Work item |
Output, exactly and alone, the lines from the one containing "the orange sky." through the last line of the material below, both ends included.
Start of Records for processing
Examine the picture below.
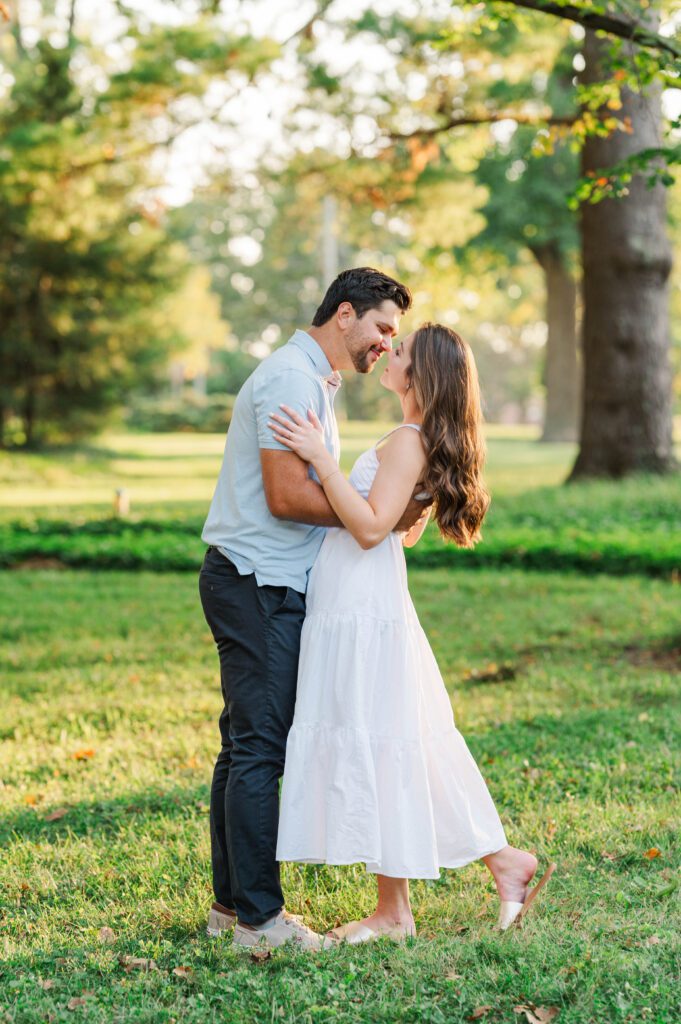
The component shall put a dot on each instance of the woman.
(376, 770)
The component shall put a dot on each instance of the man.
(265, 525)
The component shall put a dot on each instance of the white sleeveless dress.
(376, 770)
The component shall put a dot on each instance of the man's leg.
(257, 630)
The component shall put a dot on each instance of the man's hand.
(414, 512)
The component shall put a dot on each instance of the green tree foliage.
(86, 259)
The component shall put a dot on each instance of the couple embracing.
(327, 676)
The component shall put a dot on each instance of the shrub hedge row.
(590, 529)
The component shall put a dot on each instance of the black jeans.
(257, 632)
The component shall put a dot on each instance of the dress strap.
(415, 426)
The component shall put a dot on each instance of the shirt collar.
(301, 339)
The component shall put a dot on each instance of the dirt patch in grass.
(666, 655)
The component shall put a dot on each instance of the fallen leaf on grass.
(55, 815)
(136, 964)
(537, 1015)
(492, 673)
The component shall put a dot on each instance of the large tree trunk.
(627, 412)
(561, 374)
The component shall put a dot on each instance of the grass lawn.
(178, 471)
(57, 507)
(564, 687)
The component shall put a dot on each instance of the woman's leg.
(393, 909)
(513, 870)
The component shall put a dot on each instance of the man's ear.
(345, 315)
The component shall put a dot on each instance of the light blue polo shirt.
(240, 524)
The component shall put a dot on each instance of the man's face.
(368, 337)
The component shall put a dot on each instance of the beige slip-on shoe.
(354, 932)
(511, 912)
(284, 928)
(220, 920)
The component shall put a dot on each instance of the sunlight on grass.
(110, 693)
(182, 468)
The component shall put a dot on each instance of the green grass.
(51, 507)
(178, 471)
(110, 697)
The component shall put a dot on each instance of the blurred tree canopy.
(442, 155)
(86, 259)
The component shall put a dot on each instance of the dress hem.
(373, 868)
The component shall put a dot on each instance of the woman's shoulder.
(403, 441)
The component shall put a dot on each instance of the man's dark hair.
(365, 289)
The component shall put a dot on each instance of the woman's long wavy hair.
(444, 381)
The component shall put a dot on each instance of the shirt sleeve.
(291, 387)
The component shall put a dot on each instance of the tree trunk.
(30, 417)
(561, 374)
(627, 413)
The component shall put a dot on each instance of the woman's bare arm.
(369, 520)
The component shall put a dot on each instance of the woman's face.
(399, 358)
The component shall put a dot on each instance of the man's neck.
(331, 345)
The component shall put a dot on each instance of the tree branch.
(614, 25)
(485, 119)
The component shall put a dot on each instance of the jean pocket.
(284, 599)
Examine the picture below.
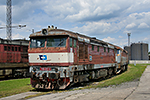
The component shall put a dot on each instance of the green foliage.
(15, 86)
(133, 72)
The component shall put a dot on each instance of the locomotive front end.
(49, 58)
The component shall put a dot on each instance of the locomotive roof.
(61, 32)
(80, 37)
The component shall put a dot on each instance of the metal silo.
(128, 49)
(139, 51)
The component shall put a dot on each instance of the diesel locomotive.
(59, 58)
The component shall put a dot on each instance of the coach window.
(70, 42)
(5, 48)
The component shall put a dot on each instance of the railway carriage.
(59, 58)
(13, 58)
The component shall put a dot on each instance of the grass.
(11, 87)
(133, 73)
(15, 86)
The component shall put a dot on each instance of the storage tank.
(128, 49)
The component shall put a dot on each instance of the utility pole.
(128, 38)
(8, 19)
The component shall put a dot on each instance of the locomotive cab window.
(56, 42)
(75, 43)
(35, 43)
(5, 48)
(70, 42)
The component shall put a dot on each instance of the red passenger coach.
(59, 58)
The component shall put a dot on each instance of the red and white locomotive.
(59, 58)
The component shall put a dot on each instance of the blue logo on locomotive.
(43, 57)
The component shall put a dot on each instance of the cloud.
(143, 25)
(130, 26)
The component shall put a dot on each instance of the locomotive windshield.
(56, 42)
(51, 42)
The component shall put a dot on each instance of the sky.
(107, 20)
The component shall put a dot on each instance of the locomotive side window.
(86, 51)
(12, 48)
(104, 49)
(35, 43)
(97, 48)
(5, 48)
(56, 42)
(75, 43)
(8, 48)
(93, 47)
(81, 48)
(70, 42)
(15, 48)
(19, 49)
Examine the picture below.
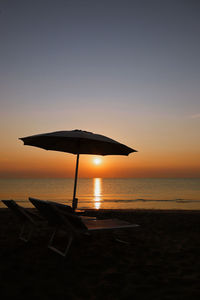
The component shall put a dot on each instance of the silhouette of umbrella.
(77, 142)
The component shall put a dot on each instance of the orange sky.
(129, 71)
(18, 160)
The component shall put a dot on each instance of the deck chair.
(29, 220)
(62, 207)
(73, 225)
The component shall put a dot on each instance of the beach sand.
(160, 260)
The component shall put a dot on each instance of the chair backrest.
End of Records for processing
Response |
The component shall put a dot on each instance of the orange sky.
(129, 71)
(18, 160)
The component shall put a dot on each instance of the deck chair.
(29, 220)
(62, 207)
(73, 225)
The component shall put a dot on each instance of the beach sand.
(160, 260)
The component shall put a dot on each instance of the chair backrest.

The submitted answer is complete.